» **READING PASSAGE**:
Health boards in the north and north-east are still struggling to attract nurses despite offering generous packages.
NHS Grampian and Highland still need to find hundreds of nurses to fill vacant posts at busy hospitals across both regions.
Figures obtained through freedom of information revealed that since 2017 there has been £82,000 spent to attract 20 staff to the Highlands.
Meanwhile, in the north-east there has been £166,873 paid out but it was unclear how many workers received this cash.
However, it is understood that Grampian’s limit for relocation packages is £8,000, and based on the maximum pay-out this would mean a similar number to the Highlands.
Both boards have struggled to fill vacancies in their hospitals in recent years and the offer of the allowance is seen as one way that medics may be persuaded to relocate from the Central Belt and elsewhere in the country.
Grampian confirmed that there were 448 vacancies within its hospitals as of the end of March, while there were 226 posts needed filled in the Highlands.
In 2011, there were just 186 nursing and midwifery vacancies in the NHS Grampian region – but by 2016, that figure had shot up to 444.
Similar recruitment and retention challenges have been faced by NHS Highland – in the health board region in 2011, there were only 33 empty nursing and midwifery positions, and by 2016 there were 186.
Last night Peter Chapman, North East MSP, called for more nurses to be trained up to ensure boards could have more homegrown recruits.

» **ENTRIES PROVIDED**:
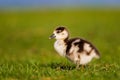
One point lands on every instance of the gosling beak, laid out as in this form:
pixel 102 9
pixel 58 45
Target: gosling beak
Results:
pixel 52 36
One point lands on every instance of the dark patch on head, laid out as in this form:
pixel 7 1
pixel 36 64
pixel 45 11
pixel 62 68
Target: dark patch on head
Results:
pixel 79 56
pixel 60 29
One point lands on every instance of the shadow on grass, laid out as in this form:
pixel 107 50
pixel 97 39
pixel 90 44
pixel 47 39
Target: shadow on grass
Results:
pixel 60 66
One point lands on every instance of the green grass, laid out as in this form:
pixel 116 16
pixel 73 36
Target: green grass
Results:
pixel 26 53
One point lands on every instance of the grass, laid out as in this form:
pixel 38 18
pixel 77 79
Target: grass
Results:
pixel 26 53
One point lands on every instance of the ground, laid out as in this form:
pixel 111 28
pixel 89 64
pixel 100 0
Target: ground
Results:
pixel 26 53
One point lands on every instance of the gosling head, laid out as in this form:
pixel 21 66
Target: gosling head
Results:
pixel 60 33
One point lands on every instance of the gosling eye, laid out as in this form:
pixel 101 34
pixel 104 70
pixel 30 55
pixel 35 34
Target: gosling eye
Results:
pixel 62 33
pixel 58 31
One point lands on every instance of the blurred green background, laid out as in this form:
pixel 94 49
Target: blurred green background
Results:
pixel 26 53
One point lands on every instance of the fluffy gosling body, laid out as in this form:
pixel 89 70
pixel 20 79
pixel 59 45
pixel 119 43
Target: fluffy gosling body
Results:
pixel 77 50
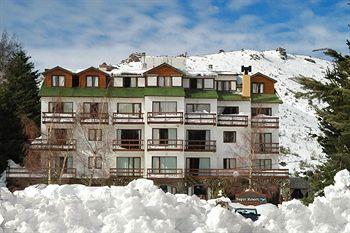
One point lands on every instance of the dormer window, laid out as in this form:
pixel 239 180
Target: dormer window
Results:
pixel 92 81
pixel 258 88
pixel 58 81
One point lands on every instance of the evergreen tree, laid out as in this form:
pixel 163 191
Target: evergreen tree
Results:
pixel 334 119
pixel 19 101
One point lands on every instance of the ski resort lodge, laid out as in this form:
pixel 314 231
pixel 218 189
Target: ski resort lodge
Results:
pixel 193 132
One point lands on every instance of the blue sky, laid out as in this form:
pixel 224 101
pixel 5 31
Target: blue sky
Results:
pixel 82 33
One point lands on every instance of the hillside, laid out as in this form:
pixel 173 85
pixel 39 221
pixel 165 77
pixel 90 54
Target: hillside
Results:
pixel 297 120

==

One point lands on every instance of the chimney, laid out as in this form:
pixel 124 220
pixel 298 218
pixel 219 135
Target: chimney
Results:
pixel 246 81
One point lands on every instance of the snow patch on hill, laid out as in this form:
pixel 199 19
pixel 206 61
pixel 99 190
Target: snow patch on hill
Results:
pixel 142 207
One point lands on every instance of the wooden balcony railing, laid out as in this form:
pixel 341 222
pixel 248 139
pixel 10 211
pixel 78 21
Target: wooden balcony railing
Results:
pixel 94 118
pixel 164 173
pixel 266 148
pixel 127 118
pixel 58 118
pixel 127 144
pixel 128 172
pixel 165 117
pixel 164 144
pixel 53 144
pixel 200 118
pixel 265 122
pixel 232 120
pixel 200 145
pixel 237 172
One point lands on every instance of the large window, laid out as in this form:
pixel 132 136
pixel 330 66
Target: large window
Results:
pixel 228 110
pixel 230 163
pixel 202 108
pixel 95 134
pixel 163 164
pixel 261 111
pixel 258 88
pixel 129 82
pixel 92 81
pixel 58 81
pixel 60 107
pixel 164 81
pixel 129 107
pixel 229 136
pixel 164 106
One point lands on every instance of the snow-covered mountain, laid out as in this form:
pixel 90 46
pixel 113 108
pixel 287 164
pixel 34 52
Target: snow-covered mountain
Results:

» **TASK OBJECTIVE**:
Continue the article on nurse recruitment in NHS Grampian and NHS Highland from its last sentence.

» **TASK RESULT**:
He said: “NHS Grampian is doing its best to attract nurses. Our hospitals and midwifery units are crying out for them.
“The bursary alone may help in areas which have been particularly difficult to recruit into.
“But in recent years we’ve seen a similar scheme fail to make a dent in Grampian’s shortfall of GPs.
“There needs to be action from the SNP Government to ensure that we are training enough nurses.
“They’ve had 11 years to come up with a nationwide workforce plan and have failed, so far.”
As well as direct cash incentives, NHS Grampian has carried out a number of other projects to attract nurses to live and work in the north-east.
The health board revealed a £1million investment in a fast-track training scheme for current NHS Grampian staff to become advanced nurse practitioners earlier this year.
The academic programme, run in partnership with Robert Gordon University, seeks to help nurses build on their current experience and skills to achieve advanced level academic and clinical practice in just a year, by combining their studies with placements in the workplace.
And last October, NHS Grampian revealed plans to attract nurses from 10,400 miles away in Australia.
Delegates from the struggling health board attended job fairs in Melbourne, Brisbane and Sydney to convince staff to travel across the world and work in the north-east.
A spokesman for NHS Grampian said: “On occasion, relocation expenses are offered in line with our local policy. This is standard practice. Recruitment is challenging for us throughout the Grampian region given the comparatively high cost of living and strength of the local economy. However, we are actively recruiting to a range of posts across the organisation.”
A spokesman for NHS Highlands said: “A third of all band five nursing new starts in the specified time have been offered and accepted relocation packages. This forms part of the NHS agenda for change terms and conditions.”